(Collected data)
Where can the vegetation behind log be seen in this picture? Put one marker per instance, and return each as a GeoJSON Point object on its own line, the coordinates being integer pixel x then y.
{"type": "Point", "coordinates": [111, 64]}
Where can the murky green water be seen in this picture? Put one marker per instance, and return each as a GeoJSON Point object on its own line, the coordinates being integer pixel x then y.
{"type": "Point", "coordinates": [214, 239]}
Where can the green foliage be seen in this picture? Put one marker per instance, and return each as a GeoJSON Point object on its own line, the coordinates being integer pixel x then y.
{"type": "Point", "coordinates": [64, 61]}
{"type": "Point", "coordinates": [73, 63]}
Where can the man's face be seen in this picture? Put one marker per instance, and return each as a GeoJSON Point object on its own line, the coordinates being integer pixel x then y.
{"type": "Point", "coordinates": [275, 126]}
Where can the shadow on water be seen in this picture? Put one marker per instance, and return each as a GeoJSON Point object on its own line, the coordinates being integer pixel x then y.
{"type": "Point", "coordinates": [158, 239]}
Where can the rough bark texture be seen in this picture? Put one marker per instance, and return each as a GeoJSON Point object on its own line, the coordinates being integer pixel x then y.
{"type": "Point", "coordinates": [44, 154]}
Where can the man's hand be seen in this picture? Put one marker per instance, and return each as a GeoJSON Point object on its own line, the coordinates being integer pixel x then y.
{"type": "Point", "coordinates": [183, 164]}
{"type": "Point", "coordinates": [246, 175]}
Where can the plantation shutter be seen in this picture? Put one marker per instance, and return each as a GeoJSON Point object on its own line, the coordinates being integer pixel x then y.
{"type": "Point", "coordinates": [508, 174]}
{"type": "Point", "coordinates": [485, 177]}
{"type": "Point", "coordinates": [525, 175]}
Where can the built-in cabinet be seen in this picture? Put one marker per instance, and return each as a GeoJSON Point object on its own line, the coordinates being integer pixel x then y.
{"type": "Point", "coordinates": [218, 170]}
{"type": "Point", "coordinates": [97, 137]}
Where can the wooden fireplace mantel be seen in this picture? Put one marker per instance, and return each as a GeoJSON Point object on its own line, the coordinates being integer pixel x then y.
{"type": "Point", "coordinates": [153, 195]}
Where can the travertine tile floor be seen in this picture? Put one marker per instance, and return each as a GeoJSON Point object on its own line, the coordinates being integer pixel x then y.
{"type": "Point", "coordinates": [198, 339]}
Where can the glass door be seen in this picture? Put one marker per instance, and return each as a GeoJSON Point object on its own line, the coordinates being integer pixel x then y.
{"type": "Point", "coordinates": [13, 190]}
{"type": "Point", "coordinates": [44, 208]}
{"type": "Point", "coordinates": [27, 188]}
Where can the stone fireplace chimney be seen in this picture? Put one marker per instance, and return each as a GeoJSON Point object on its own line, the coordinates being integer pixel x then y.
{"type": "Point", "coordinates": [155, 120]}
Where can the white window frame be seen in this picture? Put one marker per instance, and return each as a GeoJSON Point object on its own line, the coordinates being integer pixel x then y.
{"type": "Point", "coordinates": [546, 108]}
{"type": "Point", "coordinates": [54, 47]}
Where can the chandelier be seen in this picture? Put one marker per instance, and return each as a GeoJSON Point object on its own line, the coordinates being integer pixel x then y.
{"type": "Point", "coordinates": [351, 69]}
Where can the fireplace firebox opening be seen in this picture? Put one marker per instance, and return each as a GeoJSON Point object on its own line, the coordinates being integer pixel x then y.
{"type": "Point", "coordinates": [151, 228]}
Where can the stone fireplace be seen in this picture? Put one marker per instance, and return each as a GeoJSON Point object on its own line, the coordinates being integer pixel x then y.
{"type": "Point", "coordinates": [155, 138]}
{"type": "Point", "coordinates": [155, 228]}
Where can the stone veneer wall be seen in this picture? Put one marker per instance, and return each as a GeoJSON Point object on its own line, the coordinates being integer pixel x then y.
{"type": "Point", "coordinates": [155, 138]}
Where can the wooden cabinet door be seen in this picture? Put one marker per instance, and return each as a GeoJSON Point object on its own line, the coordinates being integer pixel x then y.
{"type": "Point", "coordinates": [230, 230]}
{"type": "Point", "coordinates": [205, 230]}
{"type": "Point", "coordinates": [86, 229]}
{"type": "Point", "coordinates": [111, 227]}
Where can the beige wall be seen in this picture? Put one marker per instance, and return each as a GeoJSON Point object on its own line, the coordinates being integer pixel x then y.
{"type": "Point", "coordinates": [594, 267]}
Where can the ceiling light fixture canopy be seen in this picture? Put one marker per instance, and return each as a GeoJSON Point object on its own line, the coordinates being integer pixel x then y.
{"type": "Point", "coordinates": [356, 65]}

Work task: Every entry above needs to be written out again exactly.

Answer for this exercise:
Where can the vegetation behind log be seen in this picture? Put one marker per instance, and return each as a GeoJSON Point object on its own line, the coordinates being integer pixel x then y.
{"type": "Point", "coordinates": [111, 64]}
Where can the murky green water be seen in this picture? Put one marker per instance, and return each as a GeoJSON Point object on its own line, the coordinates being integer pixel x then y.
{"type": "Point", "coordinates": [214, 239]}
Where can the green foliage be seen in this picture? Put one marker per instance, and return each as a GeoJSON Point object on its own line, the coordinates being integer pixel x then y.
{"type": "Point", "coordinates": [64, 61]}
{"type": "Point", "coordinates": [73, 63]}
Where can the man's face be seen in this picture? Put one marker per instance, and return each as a GeoJSON Point object on its own line, the coordinates being integer pixel x then y.
{"type": "Point", "coordinates": [275, 126]}
Where can the shadow on water be seen in this picture? Put one marker per instance, and return each as a GeoJSON Point object on its own line, the coordinates being integer pixel x then y.
{"type": "Point", "coordinates": [158, 239]}
Where can the rough bark texture be seen in this picture? Put one marker per instance, and return each as a GeoJSON Point object on its own line, the coordinates being integer pixel x then y.
{"type": "Point", "coordinates": [44, 154]}
Where can the man's hand be seen in this picture? Put one marker per instance, and return each as a GeoJSON Point object on its own line, the coordinates being integer pixel x then y.
{"type": "Point", "coordinates": [183, 164]}
{"type": "Point", "coordinates": [246, 175]}
Where can the plantation shutter be seen in this picture? Put one marker per instance, and return each as a GeoJSON Point object on its own line, the coordinates being integer pixel x then y.
{"type": "Point", "coordinates": [508, 174]}
{"type": "Point", "coordinates": [485, 177]}
{"type": "Point", "coordinates": [525, 175]}
Where can the built-in cabinet be seen in this picture? Put one marker per instance, and return each as a GeoJSON Point object on its own line, the coordinates being integer pixel x then y.
{"type": "Point", "coordinates": [218, 170]}
{"type": "Point", "coordinates": [97, 137]}
Where can the wooden fireplace mantel be seen in this picture? Put one marker per instance, and return each as a GeoJSON Point object on its own line, the coordinates being integer pixel x then y.
{"type": "Point", "coordinates": [153, 195]}
Where can the travertine tile floor be seen in this picture? Put one marker per instance, and return each as a GeoJSON Point object on its own line, the coordinates being integer pixel x then y.
{"type": "Point", "coordinates": [198, 339]}
Where can the glass door be seen in this picture? Put one marker per instance, and return each as a GeoJSON Point object on its own line, the coordinates being integer pixel x then y.
{"type": "Point", "coordinates": [13, 190]}
{"type": "Point", "coordinates": [44, 208]}
{"type": "Point", "coordinates": [27, 188]}
Where can the stone fireplace chimney be seen in this picture? Put one marker per instance, and return each as a GeoJSON Point object on its own line, the coordinates being integer pixel x then y.
{"type": "Point", "coordinates": [155, 120]}
Where can the white window frame be seen in this picture? Put one marker per instance, and return each as a GeoJSON Point object on its own line, the coordinates being integer pixel x then y.
{"type": "Point", "coordinates": [546, 108]}
{"type": "Point", "coordinates": [54, 47]}
Where can the chandelier be seen in this picture? Put one marker per instance, and return each as a GeoJSON Point object on its own line, the coordinates being integer pixel x then y.
{"type": "Point", "coordinates": [351, 69]}
Where can the fireplace firebox opening be seen in this picture? Put one marker per instance, and return each as a GeoJSON Point object on its own line, the coordinates being integer pixel x then y.
{"type": "Point", "coordinates": [151, 228]}
Where can the stone fireplace be seen in this picture? Put one marker per instance, and return each as a GeoJSON Point object on its own line, the coordinates being integer pixel x then y.
{"type": "Point", "coordinates": [155, 138]}
{"type": "Point", "coordinates": [155, 228]}
Where can the stone veneer wall be seen in this picture? Put one marker per instance, and return each as a GeoJSON Point object on its own line, the coordinates being integer pixel x then y.
{"type": "Point", "coordinates": [155, 138]}
Where can the wooden cabinet door be seen in this picture? Put one marker per instance, and return each as a GeoJSON Point object on its own line, the coordinates being integer pixel x then y.
{"type": "Point", "coordinates": [230, 230]}
{"type": "Point", "coordinates": [205, 230]}
{"type": "Point", "coordinates": [86, 229]}
{"type": "Point", "coordinates": [111, 227]}
Where can the beige wall be seen in this picture? Put one marker per instance, and return each as a GeoJSON Point object on its own line, the coordinates being integer pixel x then y.
{"type": "Point", "coordinates": [594, 267]}
Where can the ceiling light fixture canopy be seen in this picture? Put one marker per instance, and return each as a GeoJSON Point object on its own line, the coordinates being integer pixel x then y.
{"type": "Point", "coordinates": [356, 65]}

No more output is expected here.